A verbatim copy of the listing is what is needed, minus any pictures.

--------------------------------

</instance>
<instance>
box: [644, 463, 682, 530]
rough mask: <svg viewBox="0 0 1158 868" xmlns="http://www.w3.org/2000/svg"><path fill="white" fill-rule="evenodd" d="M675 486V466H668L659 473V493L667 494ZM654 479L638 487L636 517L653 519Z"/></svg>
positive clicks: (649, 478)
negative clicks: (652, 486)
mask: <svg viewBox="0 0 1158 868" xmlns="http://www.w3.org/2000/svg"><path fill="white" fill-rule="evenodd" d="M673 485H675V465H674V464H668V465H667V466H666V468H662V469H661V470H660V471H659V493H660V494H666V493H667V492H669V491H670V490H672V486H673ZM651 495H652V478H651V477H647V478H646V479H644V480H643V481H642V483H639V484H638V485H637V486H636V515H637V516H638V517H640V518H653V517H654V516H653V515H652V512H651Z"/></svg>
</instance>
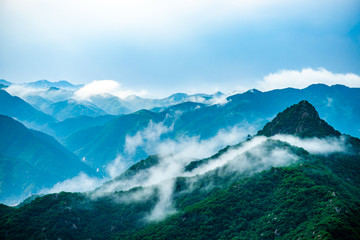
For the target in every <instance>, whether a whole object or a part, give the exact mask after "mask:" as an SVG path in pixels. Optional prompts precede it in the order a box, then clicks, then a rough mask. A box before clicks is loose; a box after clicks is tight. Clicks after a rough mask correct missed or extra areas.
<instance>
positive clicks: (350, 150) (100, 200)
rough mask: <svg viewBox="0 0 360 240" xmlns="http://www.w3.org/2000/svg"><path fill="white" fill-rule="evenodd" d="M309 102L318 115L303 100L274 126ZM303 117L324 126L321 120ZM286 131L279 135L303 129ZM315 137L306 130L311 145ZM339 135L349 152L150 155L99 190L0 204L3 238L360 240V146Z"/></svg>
mask: <svg viewBox="0 0 360 240" xmlns="http://www.w3.org/2000/svg"><path fill="white" fill-rule="evenodd" d="M304 105H305V110H303V112H305V113H307V112H308V111H310V112H311V110H312V109H311V108H310V106H308V104H307V103H306V102H301V103H299V104H297V105H294V106H292V107H290V108H289V109H287V110H286V111H285V112H283V113H280V114H279V115H278V118H277V119H274V121H273V122H272V124H271V125H276V124H275V123H276V122H278V121H279V118H282V117H284V116H286V115H287V113H289V112H290V113H291V112H297V111H298V110H299V109H304ZM310 112H309V113H310ZM309 116H311V115H309ZM300 119H301V116H300ZM280 120H281V119H280ZM303 120H304V121H305V122H306V124H310V123H314V124H316V123H317V120H318V119H317V116H316V114H315V115H312V117H308V118H306V119H303ZM288 123H289V124H292V123H291V122H288ZM300 124H304V123H303V122H300ZM306 126H308V125H306ZM283 127H284V129H286V132H282V133H287V132H295V133H297V131H296V129H299V126H296V125H292V127H290V126H283ZM318 134H322V132H314V134H313V135H311V133H310V132H307V134H306V138H305V140H306V139H308V138H309V137H320V136H319V135H318ZM342 137H343V138H346V139H347V140H349V141H348V144H350V145H351V146H350V145H349V146H348V147H350V149H348V150H347V151H339V152H331V153H328V154H316V153H312V152H311V150H309V151H307V150H306V149H303V148H299V147H296V146H293V145H290V144H289V143H287V142H283V141H279V140H274V139H272V138H267V137H265V136H255V137H253V138H252V139H249V140H247V141H244V142H242V143H240V144H238V145H236V146H232V147H227V148H226V149H224V150H223V151H221V152H219V153H218V154H216V155H214V156H212V157H210V158H208V159H207V161H204V162H203V163H202V164H198V165H197V166H195V168H193V169H189V170H185V169H184V168H182V167H184V166H186V165H187V164H191V160H190V162H187V161H184V159H182V158H178V159H173V158H172V157H173V156H171V157H169V158H167V159H163V157H164V156H163V157H160V158H159V157H155V156H152V157H149V158H148V159H145V160H143V161H140V162H139V163H137V164H135V165H134V166H132V167H131V168H129V170H128V171H126V172H125V173H124V174H122V175H121V176H119V178H117V179H115V180H113V181H111V182H108V183H106V184H104V185H103V186H102V187H100V188H98V189H96V190H95V191H93V192H89V193H84V194H81V193H65V192H62V193H58V194H50V195H45V196H42V197H37V198H34V199H32V200H29V201H27V202H25V203H24V204H22V205H21V206H19V207H18V208H12V207H7V206H4V205H0V213H2V214H0V236H1V238H4V239H28V238H34V239H35V238H44V239H46V238H47V239H58V238H61V239H89V238H91V239H314V238H315V239H359V238H360V230H359V229H360V211H359V209H360V208H359V207H360V205H359V201H358V199H359V197H360V187H359V186H360V185H359V183H360V172H359V169H360V155H359V152H360V151H359V150H360V140H359V139H357V140H355V139H352V140H351V138H347V137H346V136H342ZM335 138H336V137H335ZM301 139H302V138H299V141H301ZM350 140H351V141H350ZM171 159H172V160H171ZM175 160H176V161H175ZM204 160H205V159H204ZM179 164H180V166H179ZM203 164H205V165H203ZM177 167H178V168H177ZM174 169H177V171H174ZM179 171H180V172H179ZM179 173H180V174H179ZM155 180H160V181H155Z"/></svg>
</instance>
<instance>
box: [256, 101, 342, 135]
mask: <svg viewBox="0 0 360 240" xmlns="http://www.w3.org/2000/svg"><path fill="white" fill-rule="evenodd" d="M276 134H291V135H295V136H299V137H319V138H322V137H332V136H336V137H338V136H340V135H341V134H340V132H338V131H336V130H335V129H334V128H333V127H331V126H330V125H329V124H327V123H326V122H325V121H324V120H322V119H320V117H319V114H318V112H317V111H316V110H315V108H314V107H313V106H312V105H311V104H310V103H309V102H307V101H301V102H300V103H298V104H296V105H293V106H291V107H289V108H287V109H285V110H284V111H283V112H281V113H279V114H278V115H277V116H276V117H275V118H274V119H273V120H272V121H271V122H269V123H267V124H266V125H265V126H264V128H263V129H262V130H261V131H259V132H258V135H264V136H267V137H270V136H273V135H276Z"/></svg>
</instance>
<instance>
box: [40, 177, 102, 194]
mask: <svg viewBox="0 0 360 240" xmlns="http://www.w3.org/2000/svg"><path fill="white" fill-rule="evenodd" d="M104 182H105V179H99V178H95V177H89V176H88V175H87V174H85V173H80V174H79V175H77V176H75V177H73V178H71V179H67V180H65V181H63V182H59V183H57V184H55V185H54V186H53V187H52V188H50V189H43V190H42V191H40V193H41V194H49V193H57V192H62V191H64V192H87V191H91V190H94V189H95V188H97V187H100V186H101V184H103V183H104Z"/></svg>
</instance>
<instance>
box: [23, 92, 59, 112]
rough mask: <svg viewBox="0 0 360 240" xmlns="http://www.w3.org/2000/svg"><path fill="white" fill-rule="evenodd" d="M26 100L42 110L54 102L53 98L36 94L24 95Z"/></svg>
mask: <svg viewBox="0 0 360 240" xmlns="http://www.w3.org/2000/svg"><path fill="white" fill-rule="evenodd" d="M24 100H25V101H26V102H28V103H30V104H31V105H32V106H33V107H35V108H36V109H38V110H40V111H44V110H46V109H47V108H49V107H50V106H51V105H52V104H54V102H53V101H51V100H48V99H46V98H43V97H40V96H35V95H29V96H27V97H24Z"/></svg>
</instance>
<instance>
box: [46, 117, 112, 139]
mask: <svg viewBox="0 0 360 240" xmlns="http://www.w3.org/2000/svg"><path fill="white" fill-rule="evenodd" d="M116 117H117V116H114V115H102V116H98V117H89V116H84V115H81V116H78V117H74V118H67V119H65V120H64V121H60V122H55V123H52V124H51V125H50V126H49V128H50V129H51V130H52V131H53V132H52V135H53V136H54V137H56V138H57V139H60V141H62V140H63V139H64V138H65V137H68V136H69V135H72V134H74V133H76V132H79V131H83V130H85V129H89V128H93V127H100V126H103V125H105V124H106V123H108V122H109V121H110V120H112V119H114V118H116Z"/></svg>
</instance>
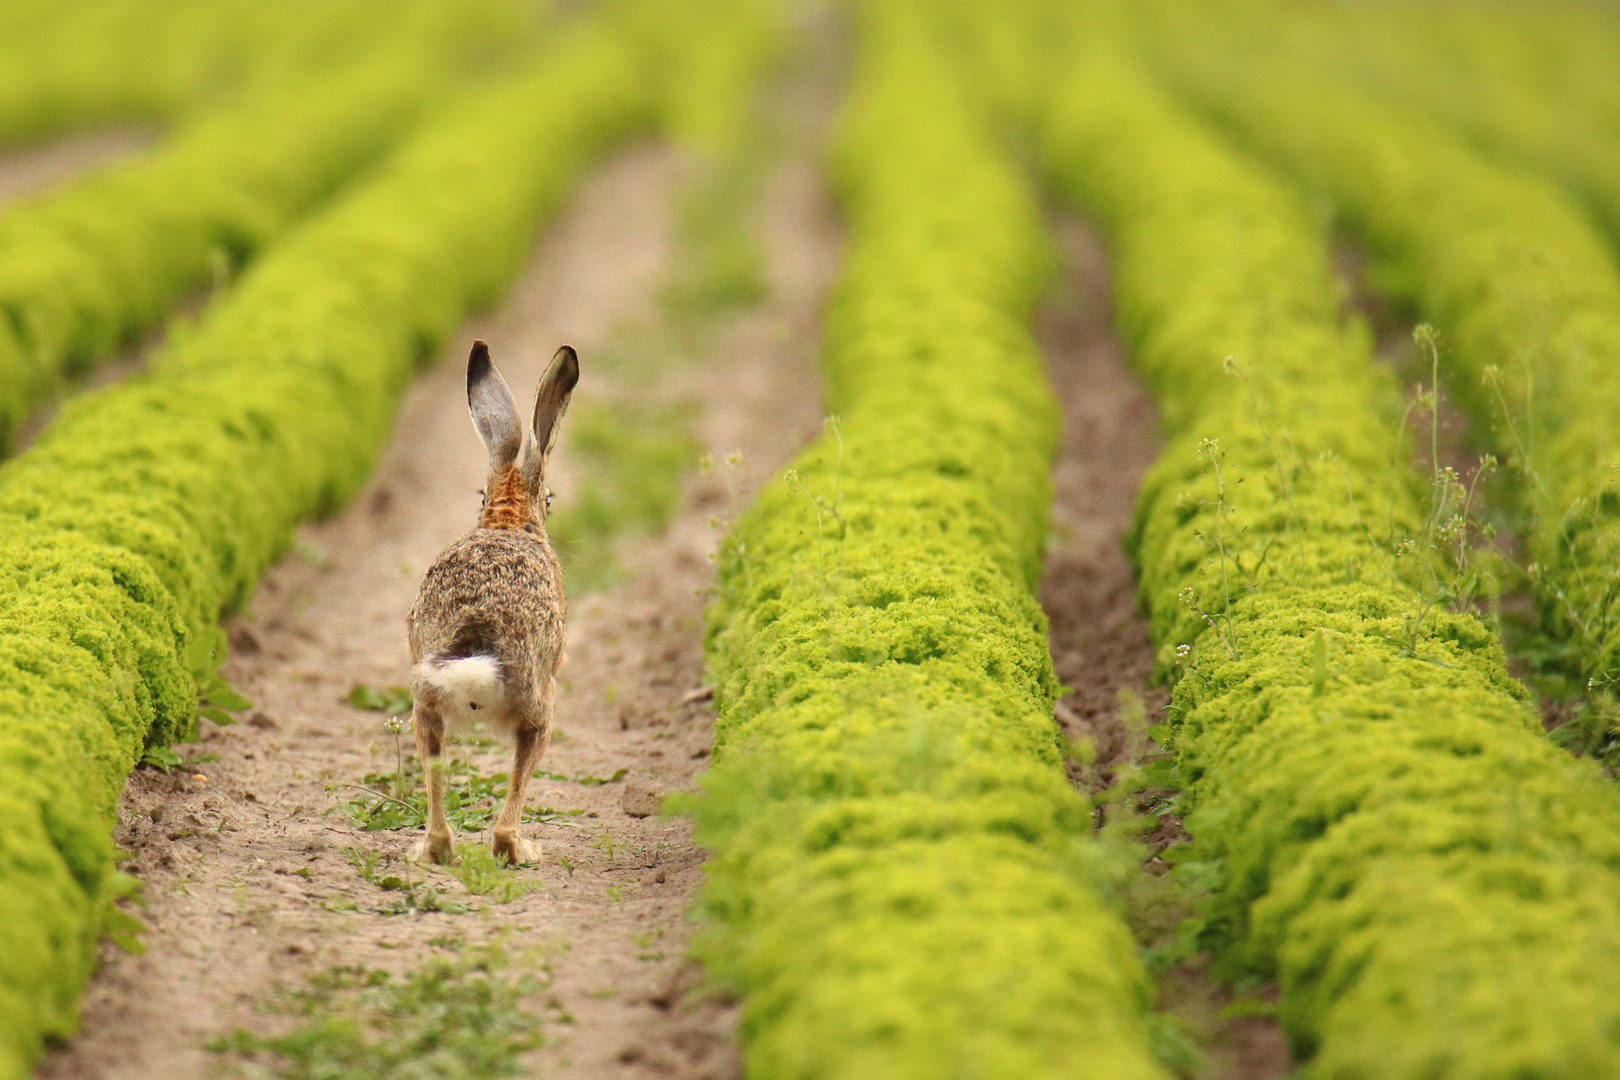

--------------------------------

--- Response to this exercise ---
</instance>
<instance>
box: [644, 463, 682, 530]
rough mask: <svg viewBox="0 0 1158 868" xmlns="http://www.w3.org/2000/svg"><path fill="white" fill-rule="evenodd" d="M675 486V466H668L659 473V493L667 494ZM654 479L638 487L636 517L653 519Z"/></svg>
positive clicks: (649, 478)
negative clicks: (652, 486)
mask: <svg viewBox="0 0 1158 868" xmlns="http://www.w3.org/2000/svg"><path fill="white" fill-rule="evenodd" d="M673 485H675V465H674V464H668V465H667V466H666V468H662V469H661V470H660V471H659V493H660V494H666V493H667V492H669V491H670V490H672V486H673ZM651 495H652V478H651V477H647V478H646V479H644V480H643V481H642V483H639V484H638V485H637V486H636V515H637V516H638V517H640V518H653V517H654V516H653V515H652V512H651Z"/></svg>
</instance>
For the target in every <instance>, whether a whole object or a part, give the exact mask after "mask:" as an SVG path in pixels. Optional prompts precede it in the order a box, then clicks, then a rough mask. A box before clicks is loose; a box after clicks is tight. Clicks after a rough mask correct missed or extra areas.
<instance>
positive clicks: (350, 150) (100, 200)
rough mask: <svg viewBox="0 0 360 240" xmlns="http://www.w3.org/2000/svg"><path fill="white" fill-rule="evenodd" d="M309 102L318 115L303 100L274 126ZM303 117L324 126L321 120ZM286 131L279 135L303 129ZM315 137L306 130L311 145ZM339 135L349 152L150 155L99 190L0 204L3 238L360 240V146Z"/></svg>
mask: <svg viewBox="0 0 360 240" xmlns="http://www.w3.org/2000/svg"><path fill="white" fill-rule="evenodd" d="M304 105H305V110H303V112H305V113H307V112H308V111H310V112H311V110H312V109H311V108H310V106H308V104H307V103H306V102H301V103H299V104H297V105H294V106H292V107H290V108H289V109H287V110H286V111H285V112H283V113H280V114H279V115H278V118H277V119H274V121H273V122H272V124H271V125H276V124H275V123H276V122H278V121H279V118H282V117H284V116H286V115H287V113H289V112H290V113H291V112H297V111H298V110H299V109H304ZM310 112H309V113H310ZM309 116H311V115H309ZM300 119H301V116H300ZM280 120H281V119H280ZM303 120H304V121H305V122H306V124H310V123H314V124H316V123H317V120H318V119H317V116H316V114H315V115H312V117H308V118H306V119H303ZM288 123H289V124H292V123H291V122H288ZM300 124H304V123H303V122H300ZM306 126H308V125H306ZM283 127H284V129H286V132H282V133H287V132H295V133H297V131H296V129H299V126H296V125H292V127H290V126H283ZM318 134H322V132H314V134H313V135H311V133H310V132H307V134H306V138H305V140H306V139H308V138H309V137H320V136H319V135H318ZM342 137H343V138H346V139H347V140H349V141H348V144H350V145H351V146H350V145H349V146H348V147H350V149H348V150H347V151H339V152H331V153H328V154H316V153H312V152H311V150H309V151H307V150H306V149H303V148H299V147H296V146H293V145H290V144H289V143H287V142H283V141H279V140H274V139H272V138H267V137H265V136H255V137H253V138H252V139H249V140H247V141H244V142H242V143H240V144H238V145H236V146H232V147H227V148H226V149H224V150H223V151H221V152H219V153H218V154H216V155H214V156H212V157H210V158H208V159H207V161H204V162H203V163H202V164H198V165H197V166H195V168H193V169H189V170H185V169H184V168H182V167H184V166H186V165H187V164H191V160H190V162H187V161H184V159H182V158H178V159H173V158H172V157H173V156H171V157H169V158H167V159H163V157H164V156H163V157H160V158H159V157H155V156H152V157H149V158H148V159H145V160H143V161H140V162H139V163H137V164H135V165H134V166H132V167H131V168H129V170H128V171H126V172H125V173H124V174H122V175H121V176H119V178H117V179H115V180H113V181H111V182H108V183H106V184H104V185H103V186H102V187H100V188H98V189H96V190H95V191H93V192H89V193H84V194H81V193H65V192H62V193H58V194H50V195H45V196H42V197H37V198H34V199H32V200H29V201H27V202H25V203H24V204H22V205H21V206H19V207H18V208H12V207H7V206H4V205H0V213H2V214H0V236H1V238H4V239H28V238H34V239H35V238H44V239H46V238H47V239H58V238H61V239H89V238H91V239H314V238H315V239H359V238H360V230H359V229H360V211H359V209H360V208H359V207H360V205H359V201H358V199H359V197H360V187H359V186H360V185H359V183H360V172H359V169H360V155H359V152H360V151H359V150H360V140H359V139H357V140H355V139H352V140H351V138H347V137H346V136H342ZM335 138H336V137H335ZM301 139H302V138H299V141H301ZM350 140H351V141H350ZM171 159H172V160H171ZM175 160H176V161H175ZM204 160H205V159H204ZM179 164H180V166H179ZM203 164H205V165H203ZM177 167H178V168H177ZM174 169H177V171H174ZM179 171H180V172H179ZM179 173H180V174H179ZM155 180H160V181H155Z"/></svg>
</instance>
<instance>
box: [256, 101, 342, 135]
mask: <svg viewBox="0 0 360 240" xmlns="http://www.w3.org/2000/svg"><path fill="white" fill-rule="evenodd" d="M276 134H291V135H295V136H299V137H319V138H322V137H332V136H336V137H338V136H340V135H341V134H340V132H338V131H336V130H335V129H334V128H333V127H331V126H330V125H329V124H327V123H326V122H325V121H324V120H322V119H320V117H319V114H318V112H317V111H316V110H315V108H314V107H313V106H312V105H311V104H310V103H309V102H307V101H301V102H300V103H298V104H296V105H293V106H291V107H289V108H287V109H285V110H284V111H283V112H281V113H279V114H278V115H277V116H276V117H275V118H274V119H273V120H272V121H271V122H269V123H267V124H266V125H265V126H264V128H263V129H262V130H261V131H259V132H258V135H264V136H267V137H270V136H273V135H276Z"/></svg>
</instance>
<instance>
box: [40, 177, 102, 194]
mask: <svg viewBox="0 0 360 240" xmlns="http://www.w3.org/2000/svg"><path fill="white" fill-rule="evenodd" d="M104 182H105V179H99V178H95V177H89V176H88V175H87V174H85V173H80V174H79V175H77V176H75V177H73V178H71V179H67V180H65V181H63V182H59V183H57V184H55V185H54V186H53V187H52V188H50V189H43V190H42V191H40V193H41V194H49V193H57V192H62V191H64V192H87V191H91V190H94V189H95V188H97V187H100V186H101V184H103V183H104Z"/></svg>
</instance>
<instance>
box: [23, 92, 59, 112]
rough mask: <svg viewBox="0 0 360 240" xmlns="http://www.w3.org/2000/svg"><path fill="white" fill-rule="evenodd" d="M26 100L42 110L54 102L53 98L36 94L24 95Z"/></svg>
mask: <svg viewBox="0 0 360 240" xmlns="http://www.w3.org/2000/svg"><path fill="white" fill-rule="evenodd" d="M24 100H25V101H26V102H28V103H30V104H31V105H32V106H33V107H35V108H36V109H38V110H40V111H44V110H46V109H47V108H49V107H50V106H51V105H52V104H54V102H53V101H51V100H48V99H46V98H43V97H40V96H35V95H29V96H27V97H24Z"/></svg>
</instance>
<instance>
box: [46, 117, 112, 139]
mask: <svg viewBox="0 0 360 240" xmlns="http://www.w3.org/2000/svg"><path fill="white" fill-rule="evenodd" d="M116 117H117V116H114V115H102V116H98V117H89V116H84V115H81V116H78V117H74V118H67V119H65V120H64V121H60V122H55V123H52V124H51V125H50V126H49V128H50V129H51V130H52V131H53V132H52V135H53V136H54V137H56V138H57V139H60V141H62V140H63V139H64V138H65V137H68V136H69V135H72V134H74V133H76V132H79V131H83V130H85V129H89V128H93V127H100V126H103V125H105V124H106V123H108V122H109V121H110V120H112V119H114V118H116Z"/></svg>
</instance>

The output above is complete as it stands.